> [Directions for this task]:
Find every line in the data below that contains the word "horse", and copy each of those lines out in full.

> [Excerpted data]:
__________________________________________________

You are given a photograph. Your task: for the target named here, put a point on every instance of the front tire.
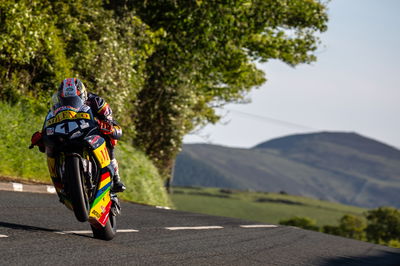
(108, 232)
(75, 186)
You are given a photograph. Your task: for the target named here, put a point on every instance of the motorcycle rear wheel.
(108, 232)
(76, 191)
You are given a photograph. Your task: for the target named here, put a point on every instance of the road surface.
(35, 229)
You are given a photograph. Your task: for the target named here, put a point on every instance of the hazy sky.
(353, 86)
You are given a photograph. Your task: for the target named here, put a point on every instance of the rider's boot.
(117, 186)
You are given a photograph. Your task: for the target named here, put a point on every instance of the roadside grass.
(259, 206)
(17, 124)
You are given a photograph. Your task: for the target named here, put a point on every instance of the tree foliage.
(350, 226)
(301, 222)
(43, 42)
(383, 225)
(207, 58)
(165, 66)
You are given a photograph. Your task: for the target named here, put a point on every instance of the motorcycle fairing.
(100, 207)
(98, 145)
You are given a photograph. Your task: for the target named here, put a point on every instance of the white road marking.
(162, 207)
(89, 231)
(258, 226)
(51, 189)
(18, 187)
(193, 228)
(127, 231)
(74, 232)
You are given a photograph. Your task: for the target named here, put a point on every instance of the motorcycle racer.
(109, 129)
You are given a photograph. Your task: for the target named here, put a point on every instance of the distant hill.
(342, 167)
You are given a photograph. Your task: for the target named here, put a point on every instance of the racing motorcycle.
(79, 164)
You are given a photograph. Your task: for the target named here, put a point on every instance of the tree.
(383, 225)
(301, 222)
(207, 59)
(43, 42)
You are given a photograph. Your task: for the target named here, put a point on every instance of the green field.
(259, 206)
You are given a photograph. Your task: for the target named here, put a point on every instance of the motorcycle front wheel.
(80, 203)
(108, 232)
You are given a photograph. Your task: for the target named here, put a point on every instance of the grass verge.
(258, 206)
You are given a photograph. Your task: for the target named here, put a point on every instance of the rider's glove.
(37, 140)
(105, 127)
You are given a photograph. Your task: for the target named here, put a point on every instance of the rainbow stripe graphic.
(100, 208)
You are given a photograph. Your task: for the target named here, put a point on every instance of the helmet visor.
(72, 101)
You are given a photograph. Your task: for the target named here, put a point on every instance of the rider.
(109, 129)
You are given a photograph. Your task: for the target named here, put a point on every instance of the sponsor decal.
(49, 131)
(76, 134)
(94, 140)
(67, 115)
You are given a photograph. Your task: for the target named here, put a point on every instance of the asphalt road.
(35, 230)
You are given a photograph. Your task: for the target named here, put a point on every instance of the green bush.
(301, 222)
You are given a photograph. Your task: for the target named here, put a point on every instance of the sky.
(352, 87)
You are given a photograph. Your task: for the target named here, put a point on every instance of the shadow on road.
(32, 228)
(385, 258)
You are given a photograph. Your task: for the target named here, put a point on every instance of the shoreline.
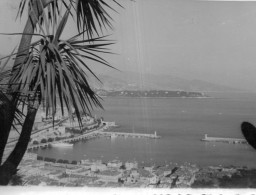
(119, 174)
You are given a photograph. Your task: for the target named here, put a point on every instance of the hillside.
(135, 81)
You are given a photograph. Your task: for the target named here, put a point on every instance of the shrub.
(65, 161)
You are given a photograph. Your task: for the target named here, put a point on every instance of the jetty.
(136, 135)
(223, 139)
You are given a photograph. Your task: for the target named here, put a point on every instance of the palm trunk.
(7, 113)
(9, 167)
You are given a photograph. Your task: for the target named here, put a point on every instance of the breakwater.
(137, 135)
(223, 139)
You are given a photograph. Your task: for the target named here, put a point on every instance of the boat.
(62, 145)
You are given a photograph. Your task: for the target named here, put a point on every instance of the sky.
(214, 41)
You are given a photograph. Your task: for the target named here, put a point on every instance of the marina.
(137, 135)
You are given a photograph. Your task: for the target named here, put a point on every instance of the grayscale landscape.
(128, 94)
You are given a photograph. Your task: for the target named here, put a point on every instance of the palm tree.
(52, 69)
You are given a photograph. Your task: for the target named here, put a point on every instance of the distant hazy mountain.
(135, 81)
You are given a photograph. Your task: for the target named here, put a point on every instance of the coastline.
(114, 173)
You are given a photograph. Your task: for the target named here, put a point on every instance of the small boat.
(62, 145)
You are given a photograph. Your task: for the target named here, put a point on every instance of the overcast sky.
(212, 41)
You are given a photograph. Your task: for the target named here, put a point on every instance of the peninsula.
(152, 94)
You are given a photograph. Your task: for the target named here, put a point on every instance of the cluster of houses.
(128, 174)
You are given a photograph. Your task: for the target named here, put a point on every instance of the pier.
(222, 139)
(137, 135)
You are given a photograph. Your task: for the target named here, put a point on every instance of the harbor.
(223, 139)
(134, 135)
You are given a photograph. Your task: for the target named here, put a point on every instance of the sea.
(181, 123)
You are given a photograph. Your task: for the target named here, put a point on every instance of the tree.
(51, 68)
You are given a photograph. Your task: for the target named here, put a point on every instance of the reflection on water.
(181, 132)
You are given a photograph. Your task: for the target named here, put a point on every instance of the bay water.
(181, 123)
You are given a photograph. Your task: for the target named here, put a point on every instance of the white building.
(115, 164)
(131, 165)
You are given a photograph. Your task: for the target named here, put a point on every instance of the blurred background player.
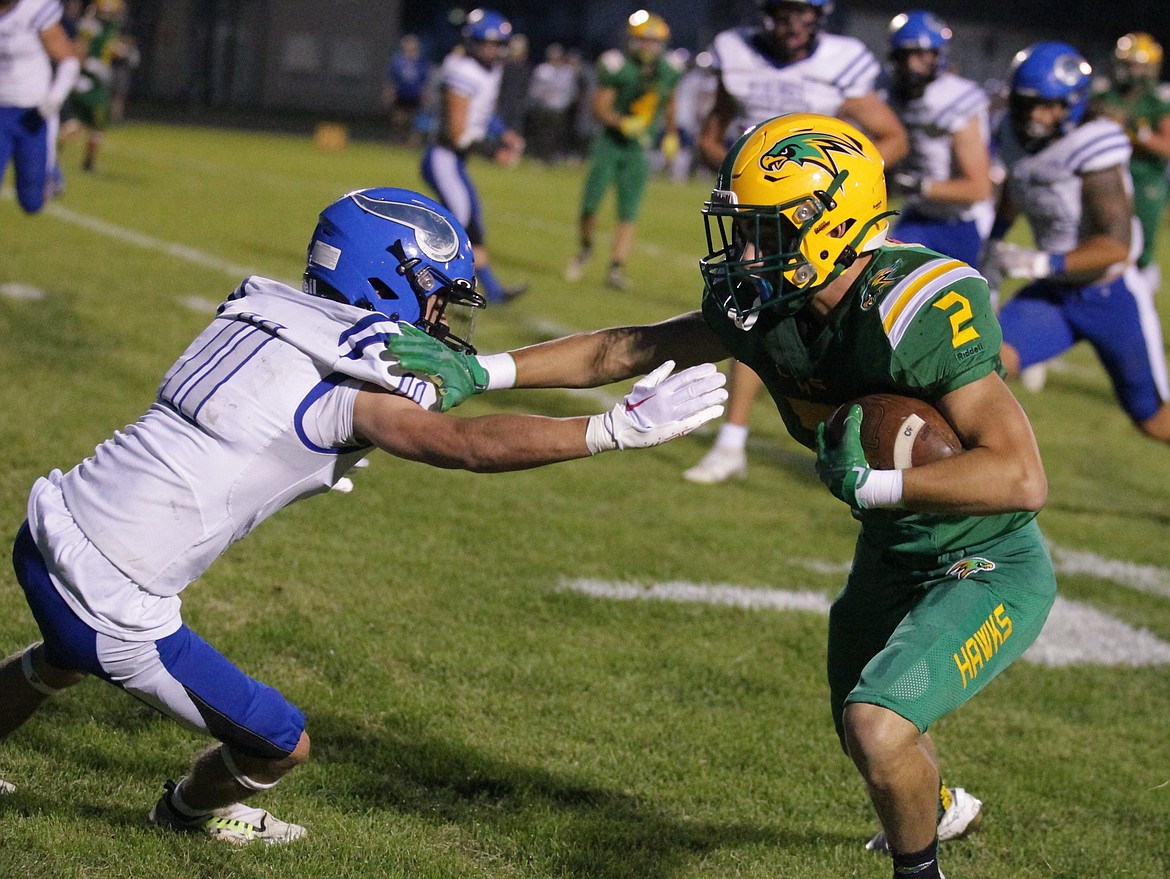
(551, 95)
(401, 91)
(468, 95)
(784, 64)
(38, 70)
(944, 180)
(633, 103)
(1141, 104)
(101, 38)
(693, 101)
(1068, 176)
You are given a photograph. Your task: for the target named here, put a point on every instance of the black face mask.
(1030, 136)
(907, 84)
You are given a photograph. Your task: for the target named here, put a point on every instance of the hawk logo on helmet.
(809, 148)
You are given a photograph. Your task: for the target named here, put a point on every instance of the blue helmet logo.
(919, 31)
(1053, 71)
(487, 26)
(394, 252)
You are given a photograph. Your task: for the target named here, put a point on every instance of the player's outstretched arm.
(660, 407)
(585, 359)
(999, 472)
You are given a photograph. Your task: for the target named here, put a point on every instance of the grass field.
(474, 711)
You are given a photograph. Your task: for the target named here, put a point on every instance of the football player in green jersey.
(951, 581)
(633, 103)
(100, 34)
(1141, 104)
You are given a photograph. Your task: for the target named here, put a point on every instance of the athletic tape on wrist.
(599, 433)
(501, 370)
(881, 489)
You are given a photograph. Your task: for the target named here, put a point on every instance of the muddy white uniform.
(444, 166)
(948, 105)
(255, 414)
(26, 73)
(838, 68)
(1115, 314)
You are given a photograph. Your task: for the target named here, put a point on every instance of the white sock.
(731, 435)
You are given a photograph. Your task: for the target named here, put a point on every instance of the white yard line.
(1076, 633)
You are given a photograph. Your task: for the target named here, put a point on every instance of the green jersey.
(914, 323)
(641, 91)
(1144, 107)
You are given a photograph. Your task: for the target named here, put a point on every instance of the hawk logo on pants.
(965, 567)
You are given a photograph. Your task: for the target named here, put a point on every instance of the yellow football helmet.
(1137, 56)
(646, 36)
(647, 26)
(108, 8)
(797, 199)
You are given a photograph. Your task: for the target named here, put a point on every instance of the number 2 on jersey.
(959, 334)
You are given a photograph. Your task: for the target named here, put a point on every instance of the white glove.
(659, 409)
(49, 108)
(1024, 262)
(63, 80)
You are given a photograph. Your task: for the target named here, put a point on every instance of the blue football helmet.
(919, 29)
(1047, 71)
(916, 31)
(400, 254)
(487, 26)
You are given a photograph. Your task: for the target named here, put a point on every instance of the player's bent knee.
(260, 774)
(875, 734)
(46, 678)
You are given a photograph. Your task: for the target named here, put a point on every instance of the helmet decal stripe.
(810, 148)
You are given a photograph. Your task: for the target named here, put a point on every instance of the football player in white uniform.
(469, 90)
(1068, 174)
(283, 392)
(945, 178)
(39, 66)
(786, 64)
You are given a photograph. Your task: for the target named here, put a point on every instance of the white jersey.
(837, 69)
(26, 69)
(466, 76)
(255, 414)
(948, 105)
(1046, 186)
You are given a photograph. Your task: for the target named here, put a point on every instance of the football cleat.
(616, 277)
(236, 823)
(962, 817)
(718, 465)
(576, 268)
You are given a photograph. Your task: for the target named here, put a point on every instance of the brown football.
(896, 432)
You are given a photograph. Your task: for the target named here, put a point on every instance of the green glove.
(458, 376)
(844, 468)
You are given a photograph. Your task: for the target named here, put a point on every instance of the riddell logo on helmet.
(810, 148)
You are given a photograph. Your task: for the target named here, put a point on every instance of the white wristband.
(882, 488)
(599, 433)
(501, 370)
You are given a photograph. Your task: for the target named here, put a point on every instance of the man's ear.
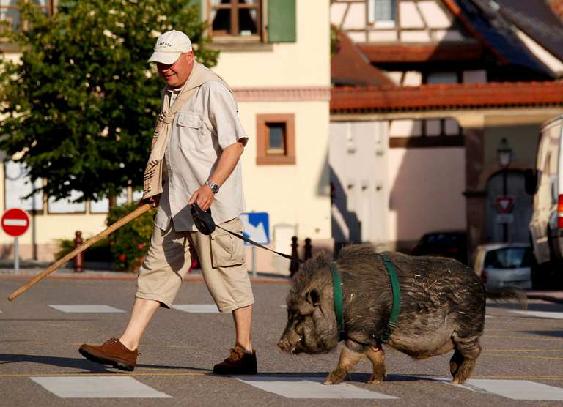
(313, 297)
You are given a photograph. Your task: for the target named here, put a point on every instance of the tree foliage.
(80, 106)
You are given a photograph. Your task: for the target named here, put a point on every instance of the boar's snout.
(284, 345)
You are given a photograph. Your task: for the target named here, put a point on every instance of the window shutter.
(281, 21)
(198, 3)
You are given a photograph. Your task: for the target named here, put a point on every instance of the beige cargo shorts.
(222, 260)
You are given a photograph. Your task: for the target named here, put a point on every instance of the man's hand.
(152, 201)
(203, 196)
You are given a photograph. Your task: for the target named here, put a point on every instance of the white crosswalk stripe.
(539, 314)
(311, 388)
(197, 308)
(87, 309)
(98, 387)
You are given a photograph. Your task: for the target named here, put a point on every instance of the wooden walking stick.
(53, 267)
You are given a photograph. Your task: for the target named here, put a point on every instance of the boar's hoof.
(336, 376)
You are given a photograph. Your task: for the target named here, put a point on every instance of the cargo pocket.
(226, 249)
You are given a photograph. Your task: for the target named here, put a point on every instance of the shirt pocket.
(194, 133)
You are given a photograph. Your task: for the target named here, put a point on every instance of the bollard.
(308, 252)
(79, 259)
(294, 263)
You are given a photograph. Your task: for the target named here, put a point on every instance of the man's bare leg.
(141, 315)
(243, 326)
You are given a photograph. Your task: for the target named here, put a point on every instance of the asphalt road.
(40, 365)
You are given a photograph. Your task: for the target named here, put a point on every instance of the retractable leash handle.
(53, 267)
(205, 224)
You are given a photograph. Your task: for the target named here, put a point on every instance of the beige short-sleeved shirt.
(206, 124)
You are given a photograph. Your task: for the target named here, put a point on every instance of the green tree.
(80, 106)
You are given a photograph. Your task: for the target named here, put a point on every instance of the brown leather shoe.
(239, 362)
(111, 352)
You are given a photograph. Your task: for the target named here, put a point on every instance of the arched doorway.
(512, 225)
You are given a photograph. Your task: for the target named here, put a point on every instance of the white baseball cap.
(169, 46)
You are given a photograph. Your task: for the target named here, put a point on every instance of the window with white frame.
(241, 18)
(382, 12)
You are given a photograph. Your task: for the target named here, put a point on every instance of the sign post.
(504, 205)
(256, 226)
(15, 222)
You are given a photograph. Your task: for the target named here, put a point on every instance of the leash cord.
(246, 239)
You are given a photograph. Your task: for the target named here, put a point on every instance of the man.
(194, 159)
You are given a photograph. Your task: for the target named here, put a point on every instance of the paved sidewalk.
(551, 296)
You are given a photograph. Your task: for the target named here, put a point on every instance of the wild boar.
(442, 308)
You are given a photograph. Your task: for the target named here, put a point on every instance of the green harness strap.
(396, 301)
(337, 289)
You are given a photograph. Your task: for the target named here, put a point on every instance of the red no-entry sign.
(15, 222)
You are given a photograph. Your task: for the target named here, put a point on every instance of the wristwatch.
(214, 187)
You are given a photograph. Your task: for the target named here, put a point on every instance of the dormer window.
(241, 18)
(382, 12)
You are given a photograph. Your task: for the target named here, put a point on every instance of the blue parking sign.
(256, 226)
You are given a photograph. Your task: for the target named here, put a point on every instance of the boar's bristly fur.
(442, 309)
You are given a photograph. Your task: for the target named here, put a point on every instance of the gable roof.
(538, 20)
(482, 19)
(446, 97)
(349, 66)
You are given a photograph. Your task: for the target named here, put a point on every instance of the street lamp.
(504, 155)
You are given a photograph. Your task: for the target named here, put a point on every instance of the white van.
(546, 225)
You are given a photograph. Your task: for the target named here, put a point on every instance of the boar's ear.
(313, 297)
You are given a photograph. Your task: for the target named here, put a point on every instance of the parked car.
(546, 224)
(451, 243)
(502, 265)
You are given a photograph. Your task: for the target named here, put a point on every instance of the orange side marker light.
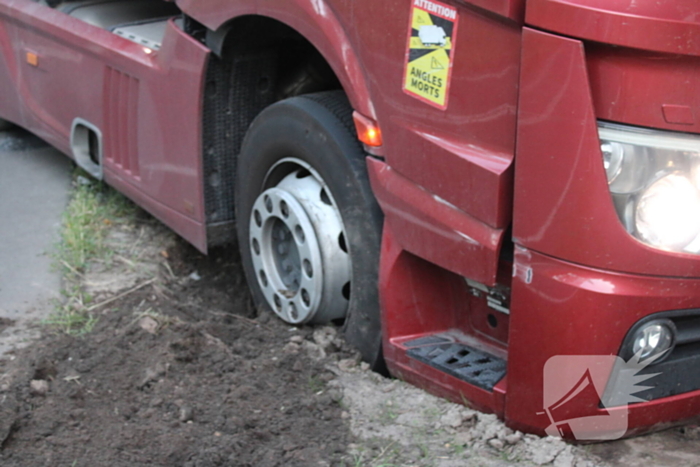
(367, 130)
(32, 59)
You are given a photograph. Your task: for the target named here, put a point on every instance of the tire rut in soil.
(182, 372)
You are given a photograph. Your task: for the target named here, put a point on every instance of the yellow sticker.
(432, 32)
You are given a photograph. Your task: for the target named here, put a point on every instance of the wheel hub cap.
(298, 250)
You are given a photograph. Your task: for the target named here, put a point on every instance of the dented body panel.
(500, 234)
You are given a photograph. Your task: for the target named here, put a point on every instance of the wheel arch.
(314, 20)
(314, 56)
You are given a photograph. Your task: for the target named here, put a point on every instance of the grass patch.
(92, 211)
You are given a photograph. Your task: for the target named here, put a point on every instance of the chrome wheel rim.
(298, 247)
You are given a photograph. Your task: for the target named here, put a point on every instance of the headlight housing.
(655, 338)
(654, 180)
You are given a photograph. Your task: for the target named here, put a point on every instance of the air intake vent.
(121, 113)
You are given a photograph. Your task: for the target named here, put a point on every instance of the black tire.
(318, 130)
(5, 125)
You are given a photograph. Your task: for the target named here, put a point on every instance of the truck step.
(466, 363)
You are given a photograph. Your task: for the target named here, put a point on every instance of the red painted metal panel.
(147, 105)
(562, 203)
(464, 153)
(511, 9)
(420, 299)
(651, 89)
(671, 26)
(433, 229)
(561, 308)
(327, 25)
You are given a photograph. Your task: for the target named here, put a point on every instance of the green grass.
(92, 210)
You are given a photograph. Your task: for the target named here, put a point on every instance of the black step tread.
(466, 363)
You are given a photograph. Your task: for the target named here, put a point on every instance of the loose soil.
(181, 370)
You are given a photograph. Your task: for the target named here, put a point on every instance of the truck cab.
(475, 190)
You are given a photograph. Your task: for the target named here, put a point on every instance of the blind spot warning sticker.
(432, 33)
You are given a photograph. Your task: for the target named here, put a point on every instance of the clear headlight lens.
(651, 340)
(654, 179)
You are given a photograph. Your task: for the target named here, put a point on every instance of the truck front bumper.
(567, 319)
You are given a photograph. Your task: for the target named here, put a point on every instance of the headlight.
(654, 179)
(651, 339)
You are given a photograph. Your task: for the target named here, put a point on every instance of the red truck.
(471, 187)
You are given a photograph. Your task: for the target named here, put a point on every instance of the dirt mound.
(178, 372)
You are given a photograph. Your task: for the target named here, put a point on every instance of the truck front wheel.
(308, 225)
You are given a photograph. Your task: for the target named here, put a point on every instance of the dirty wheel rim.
(298, 247)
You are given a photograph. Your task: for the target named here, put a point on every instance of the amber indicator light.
(32, 59)
(367, 130)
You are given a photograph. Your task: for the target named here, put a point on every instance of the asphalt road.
(34, 183)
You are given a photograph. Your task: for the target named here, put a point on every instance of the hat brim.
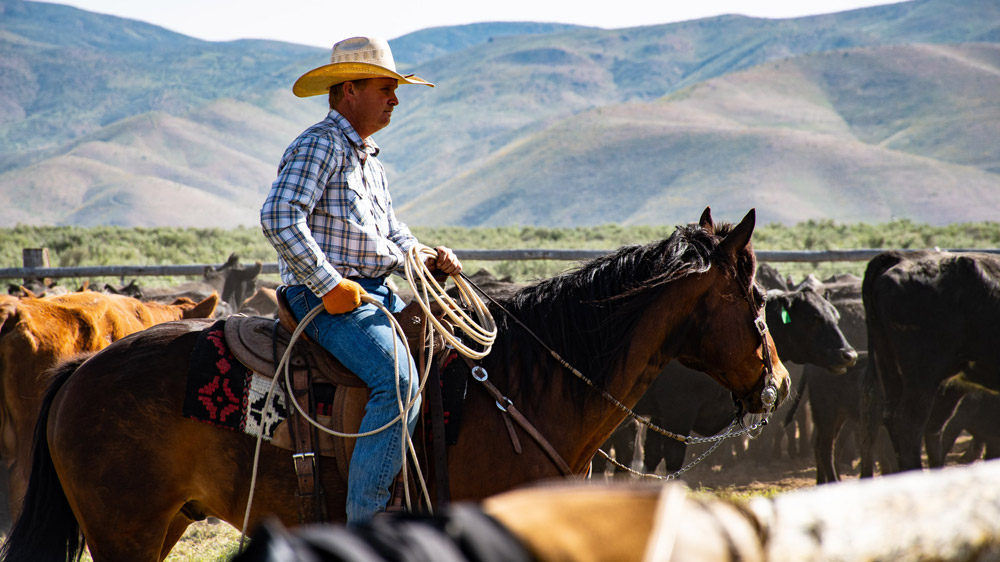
(318, 80)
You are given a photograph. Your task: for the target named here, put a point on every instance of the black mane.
(588, 315)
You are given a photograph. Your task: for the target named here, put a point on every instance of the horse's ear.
(739, 238)
(705, 222)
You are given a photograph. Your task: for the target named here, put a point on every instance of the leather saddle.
(252, 341)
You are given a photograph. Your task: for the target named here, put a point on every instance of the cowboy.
(330, 218)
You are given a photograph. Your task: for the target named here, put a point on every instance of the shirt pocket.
(346, 202)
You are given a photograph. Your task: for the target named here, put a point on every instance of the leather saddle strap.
(301, 431)
(441, 477)
(508, 407)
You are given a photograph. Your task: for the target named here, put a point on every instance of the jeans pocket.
(299, 302)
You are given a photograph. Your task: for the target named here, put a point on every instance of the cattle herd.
(890, 371)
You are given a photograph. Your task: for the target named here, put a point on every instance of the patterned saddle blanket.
(231, 372)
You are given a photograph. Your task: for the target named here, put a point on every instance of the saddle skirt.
(251, 341)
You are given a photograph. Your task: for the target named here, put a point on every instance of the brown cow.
(37, 333)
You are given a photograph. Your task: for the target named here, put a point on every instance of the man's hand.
(345, 297)
(446, 262)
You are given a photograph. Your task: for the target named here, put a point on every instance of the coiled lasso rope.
(481, 330)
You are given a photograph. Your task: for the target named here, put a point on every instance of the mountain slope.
(94, 108)
(810, 137)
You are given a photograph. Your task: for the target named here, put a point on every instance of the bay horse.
(37, 333)
(116, 461)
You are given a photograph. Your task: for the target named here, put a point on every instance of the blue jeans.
(363, 341)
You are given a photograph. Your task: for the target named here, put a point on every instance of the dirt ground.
(742, 474)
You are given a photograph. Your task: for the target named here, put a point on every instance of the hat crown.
(368, 50)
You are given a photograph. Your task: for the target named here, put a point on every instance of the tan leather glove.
(345, 297)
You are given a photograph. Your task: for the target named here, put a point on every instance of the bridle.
(769, 392)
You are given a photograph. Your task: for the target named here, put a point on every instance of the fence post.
(35, 257)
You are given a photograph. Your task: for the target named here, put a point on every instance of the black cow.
(931, 316)
(979, 415)
(804, 327)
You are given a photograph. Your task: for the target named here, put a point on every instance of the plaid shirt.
(329, 214)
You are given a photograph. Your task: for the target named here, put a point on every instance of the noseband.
(769, 394)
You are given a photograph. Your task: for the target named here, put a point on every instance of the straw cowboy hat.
(356, 58)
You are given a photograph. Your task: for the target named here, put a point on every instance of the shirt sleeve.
(302, 177)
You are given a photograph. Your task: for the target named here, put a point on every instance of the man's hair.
(337, 90)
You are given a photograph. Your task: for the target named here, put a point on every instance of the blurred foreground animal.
(947, 514)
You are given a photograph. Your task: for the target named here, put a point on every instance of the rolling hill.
(868, 115)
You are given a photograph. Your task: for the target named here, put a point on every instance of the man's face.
(371, 104)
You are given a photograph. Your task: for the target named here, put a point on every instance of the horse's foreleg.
(174, 533)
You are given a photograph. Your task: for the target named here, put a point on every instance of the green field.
(76, 246)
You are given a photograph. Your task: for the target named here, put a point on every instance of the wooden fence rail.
(196, 270)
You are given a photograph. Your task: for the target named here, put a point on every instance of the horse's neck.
(579, 430)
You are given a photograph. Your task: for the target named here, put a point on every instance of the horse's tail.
(46, 529)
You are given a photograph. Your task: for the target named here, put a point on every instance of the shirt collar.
(367, 145)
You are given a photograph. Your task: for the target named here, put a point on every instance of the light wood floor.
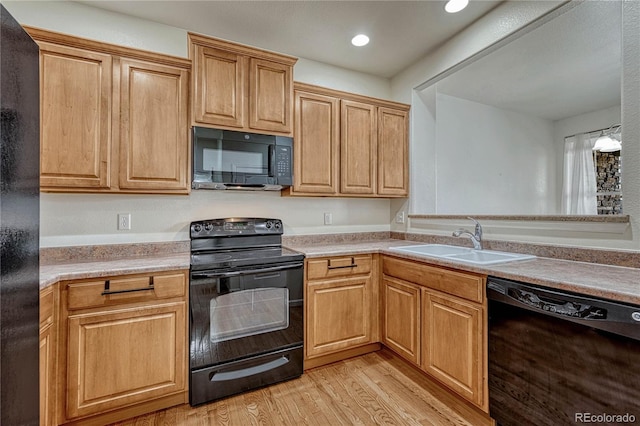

__________________________________________________

> [Output of the task]:
You are given a photograph. Your task: for the target named here, put a point on every instance of the horse's ear.
You are given a photograph. Your task: for the target named here, put a point on every instance of the bay horse.
You are given a photograph. Your task: for the target named here, put a point on every instance of the horse's foreleg.
You are given a photograph. Your task: for the target named here, put a point on every instance of the horse's neck.
You are given a photograph. Your task: for the target named here, put a point on every instance of the horse's tail.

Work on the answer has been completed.